**DOCUMENT:**

****************

Boost : 
From: Benedikt Weber (weber_at_[hidden])
Date: 20020629 17:02:07
I would like to discuss one important aspect of expression templates for
matrix algebra, that has not been touched so far. The documentation and
examples shown in uBLAS give the impression that expression templates always
lead to more efficient calculations. That is, however, only true for some
expressions. For many expressions, expression templates perform much worse
than the regular evaluation. Incidentally, all examples in uBLAS are taken
from BLAS and these do indeed perform well with expression templates. uBLAS,
however, is very flexible and allows for many more complicated expressions
and I am sure users want to take advantage of that possibility.
Expression templates are a clever technique to avoid temporaries during the
evaluation of matrix/vector expressions. While avoiding temporaries can
speed up the evaluation, it can also increase the number of operations
dramatically. Consider the example A*B*v, where A and B are matrices and v
is a vector. First take the case without expression templates. The
expression should be evaluated as A*(B*v), because then you have only two
matrix/vector products. Taking all dimensions as N, this will lead to 2*N^2
flops. If you evaluate it as (A*B)*v, you have one matrix/matrix product and
one matrix/vector product, which is much worse in terms of number of
operations, namely N^3+N^2. Now do the same thing with expression templates.

****************

**EXERCISE DETAILS:** Reproduce word for word the stretch of the expression templates post from "Expression templates are" through "thing with expression templates.".

**PROVIDED DATA:**
****************

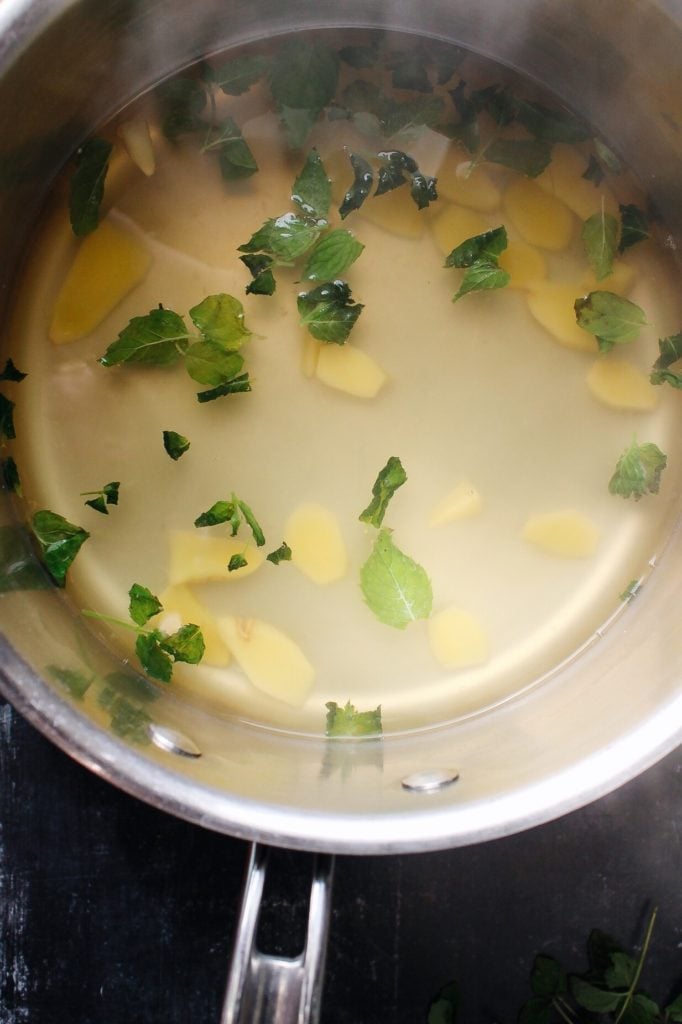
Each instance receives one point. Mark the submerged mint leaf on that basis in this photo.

****************

**RESPONSE:**
Expression templates are a clever technique to avoid temporaries during the
evaluation of matrix/vector expressions. While avoiding temporaries can
speed up the evaluation, it can also increase the number of operations
dramatically. Consider the example A*B*v, where A and B are matrices and v
is a vector. First take the case without expression templates. The
expression should be evaluated as A*(B*v), because then you have only two
matrix/vector products. Taking all dimensions as N, this will lead to 2*N^2
flops. If you evaluate it as (A*B)*v, you have one matrix/matrix product and
one matrix/vector product, which is much worse in terms of number of
operations, namely N^3+N^2. Now do the same thing with expression templates.